* Stated goal
Gather each line of the data below that contains the string "rectangular" and copy those lines out in full. Treat the match as case-sensitive.

* Supplied material

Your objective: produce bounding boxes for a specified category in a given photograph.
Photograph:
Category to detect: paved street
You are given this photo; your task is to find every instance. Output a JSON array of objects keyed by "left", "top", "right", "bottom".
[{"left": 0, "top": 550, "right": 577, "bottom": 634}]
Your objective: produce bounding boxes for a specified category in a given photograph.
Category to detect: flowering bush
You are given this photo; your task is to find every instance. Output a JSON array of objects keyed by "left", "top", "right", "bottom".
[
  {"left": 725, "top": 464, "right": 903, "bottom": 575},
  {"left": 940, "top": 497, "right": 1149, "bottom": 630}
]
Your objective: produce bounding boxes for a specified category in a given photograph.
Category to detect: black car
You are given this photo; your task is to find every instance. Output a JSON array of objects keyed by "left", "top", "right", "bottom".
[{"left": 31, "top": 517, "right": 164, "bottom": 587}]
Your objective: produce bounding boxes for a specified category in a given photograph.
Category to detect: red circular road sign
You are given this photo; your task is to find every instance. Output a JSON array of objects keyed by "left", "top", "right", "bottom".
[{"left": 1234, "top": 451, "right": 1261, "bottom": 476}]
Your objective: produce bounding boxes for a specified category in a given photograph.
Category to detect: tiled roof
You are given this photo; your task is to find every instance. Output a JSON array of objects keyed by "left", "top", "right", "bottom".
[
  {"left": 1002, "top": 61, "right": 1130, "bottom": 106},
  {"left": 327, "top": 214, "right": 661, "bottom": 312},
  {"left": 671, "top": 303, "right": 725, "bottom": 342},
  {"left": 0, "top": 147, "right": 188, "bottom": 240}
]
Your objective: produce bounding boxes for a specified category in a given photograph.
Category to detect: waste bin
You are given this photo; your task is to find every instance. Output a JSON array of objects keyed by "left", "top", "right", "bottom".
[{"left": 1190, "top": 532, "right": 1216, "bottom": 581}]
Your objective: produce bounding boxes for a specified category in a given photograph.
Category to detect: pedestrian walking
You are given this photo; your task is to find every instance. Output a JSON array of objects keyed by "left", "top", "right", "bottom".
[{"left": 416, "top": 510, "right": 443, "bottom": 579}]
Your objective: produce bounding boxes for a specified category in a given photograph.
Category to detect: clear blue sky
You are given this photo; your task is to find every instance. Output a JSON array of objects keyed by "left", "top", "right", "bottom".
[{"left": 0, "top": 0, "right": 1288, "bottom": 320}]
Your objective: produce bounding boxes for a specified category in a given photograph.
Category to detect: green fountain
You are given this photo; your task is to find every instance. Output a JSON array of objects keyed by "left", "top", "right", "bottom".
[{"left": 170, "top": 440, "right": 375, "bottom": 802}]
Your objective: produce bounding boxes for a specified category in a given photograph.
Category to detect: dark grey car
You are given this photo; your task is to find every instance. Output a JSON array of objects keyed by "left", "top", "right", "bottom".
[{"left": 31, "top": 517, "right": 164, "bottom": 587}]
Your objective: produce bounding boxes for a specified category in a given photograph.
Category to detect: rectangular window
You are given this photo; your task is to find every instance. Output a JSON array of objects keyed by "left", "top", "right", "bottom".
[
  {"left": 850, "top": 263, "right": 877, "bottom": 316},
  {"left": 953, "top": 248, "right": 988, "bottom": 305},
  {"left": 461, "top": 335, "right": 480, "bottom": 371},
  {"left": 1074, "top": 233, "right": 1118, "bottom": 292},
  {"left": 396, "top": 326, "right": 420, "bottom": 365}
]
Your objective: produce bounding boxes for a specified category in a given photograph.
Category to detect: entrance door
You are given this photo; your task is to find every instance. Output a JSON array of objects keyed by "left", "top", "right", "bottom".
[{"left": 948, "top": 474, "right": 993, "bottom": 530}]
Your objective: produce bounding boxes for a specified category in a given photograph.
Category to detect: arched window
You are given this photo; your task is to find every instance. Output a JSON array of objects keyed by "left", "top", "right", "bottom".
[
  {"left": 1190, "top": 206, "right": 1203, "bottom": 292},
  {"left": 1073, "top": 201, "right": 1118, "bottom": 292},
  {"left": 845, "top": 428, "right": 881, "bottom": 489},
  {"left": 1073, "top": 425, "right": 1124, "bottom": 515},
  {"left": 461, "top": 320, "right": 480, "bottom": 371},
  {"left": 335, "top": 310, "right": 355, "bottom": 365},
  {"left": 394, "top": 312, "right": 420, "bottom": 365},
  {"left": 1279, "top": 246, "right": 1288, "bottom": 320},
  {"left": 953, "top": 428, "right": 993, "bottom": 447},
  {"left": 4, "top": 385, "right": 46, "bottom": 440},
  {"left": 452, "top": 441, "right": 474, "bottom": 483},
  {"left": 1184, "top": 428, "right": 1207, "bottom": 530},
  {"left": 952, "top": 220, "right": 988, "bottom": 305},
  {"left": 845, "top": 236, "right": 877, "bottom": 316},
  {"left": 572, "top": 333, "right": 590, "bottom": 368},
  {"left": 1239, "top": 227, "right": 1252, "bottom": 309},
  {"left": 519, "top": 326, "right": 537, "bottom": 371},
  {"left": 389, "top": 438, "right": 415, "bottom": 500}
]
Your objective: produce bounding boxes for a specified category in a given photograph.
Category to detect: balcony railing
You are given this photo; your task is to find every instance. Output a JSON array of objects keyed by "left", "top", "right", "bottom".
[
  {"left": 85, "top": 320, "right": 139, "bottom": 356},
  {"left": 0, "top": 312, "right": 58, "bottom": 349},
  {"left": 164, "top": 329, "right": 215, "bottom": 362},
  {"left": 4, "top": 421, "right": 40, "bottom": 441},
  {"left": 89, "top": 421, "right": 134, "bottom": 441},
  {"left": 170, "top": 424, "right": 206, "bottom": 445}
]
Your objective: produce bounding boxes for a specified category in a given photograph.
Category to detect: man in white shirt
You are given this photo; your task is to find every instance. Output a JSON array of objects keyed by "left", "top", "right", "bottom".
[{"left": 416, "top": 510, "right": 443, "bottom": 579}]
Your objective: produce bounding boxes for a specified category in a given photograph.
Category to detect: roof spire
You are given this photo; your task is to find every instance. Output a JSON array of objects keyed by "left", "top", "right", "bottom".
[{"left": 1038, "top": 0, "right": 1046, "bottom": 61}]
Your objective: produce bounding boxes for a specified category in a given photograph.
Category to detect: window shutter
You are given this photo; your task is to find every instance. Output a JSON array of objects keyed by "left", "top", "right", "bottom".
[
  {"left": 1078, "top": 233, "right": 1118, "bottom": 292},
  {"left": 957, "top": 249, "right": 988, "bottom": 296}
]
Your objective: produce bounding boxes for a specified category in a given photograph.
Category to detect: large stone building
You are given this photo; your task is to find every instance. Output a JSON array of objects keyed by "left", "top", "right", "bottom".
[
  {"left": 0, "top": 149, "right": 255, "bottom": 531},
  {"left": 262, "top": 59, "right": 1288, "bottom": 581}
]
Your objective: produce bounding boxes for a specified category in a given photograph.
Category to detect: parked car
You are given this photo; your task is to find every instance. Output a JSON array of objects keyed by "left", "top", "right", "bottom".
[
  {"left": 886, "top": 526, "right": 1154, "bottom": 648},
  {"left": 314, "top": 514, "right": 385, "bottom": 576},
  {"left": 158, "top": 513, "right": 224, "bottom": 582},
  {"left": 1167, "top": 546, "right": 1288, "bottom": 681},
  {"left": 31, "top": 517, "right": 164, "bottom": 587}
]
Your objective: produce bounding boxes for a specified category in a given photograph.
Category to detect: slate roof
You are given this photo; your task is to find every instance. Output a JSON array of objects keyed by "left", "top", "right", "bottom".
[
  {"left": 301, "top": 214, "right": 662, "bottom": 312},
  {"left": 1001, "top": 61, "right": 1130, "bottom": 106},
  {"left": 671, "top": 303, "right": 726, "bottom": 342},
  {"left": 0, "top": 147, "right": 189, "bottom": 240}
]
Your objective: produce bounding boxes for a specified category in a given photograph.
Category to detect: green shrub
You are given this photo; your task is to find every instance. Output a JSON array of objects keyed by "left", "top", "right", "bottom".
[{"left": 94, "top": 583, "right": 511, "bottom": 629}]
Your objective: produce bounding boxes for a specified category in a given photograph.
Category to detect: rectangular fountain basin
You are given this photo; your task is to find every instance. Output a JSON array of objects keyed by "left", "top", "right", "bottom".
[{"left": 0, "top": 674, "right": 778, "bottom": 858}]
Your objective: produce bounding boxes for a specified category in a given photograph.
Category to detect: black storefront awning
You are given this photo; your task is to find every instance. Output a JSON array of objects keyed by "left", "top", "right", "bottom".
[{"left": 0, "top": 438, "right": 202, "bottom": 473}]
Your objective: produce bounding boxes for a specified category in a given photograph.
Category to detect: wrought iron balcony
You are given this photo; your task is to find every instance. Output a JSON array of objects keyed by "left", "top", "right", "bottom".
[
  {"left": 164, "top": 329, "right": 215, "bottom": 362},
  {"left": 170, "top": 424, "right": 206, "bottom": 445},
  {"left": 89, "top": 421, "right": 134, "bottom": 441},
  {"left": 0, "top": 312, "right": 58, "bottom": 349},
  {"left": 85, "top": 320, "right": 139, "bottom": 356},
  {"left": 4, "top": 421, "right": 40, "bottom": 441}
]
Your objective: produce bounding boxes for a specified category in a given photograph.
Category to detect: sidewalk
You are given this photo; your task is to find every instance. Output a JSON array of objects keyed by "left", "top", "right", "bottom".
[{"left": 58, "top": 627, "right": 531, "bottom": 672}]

* Solution to this problem
Category to detect: rectangular window
Category to detect: rectangular fountain basin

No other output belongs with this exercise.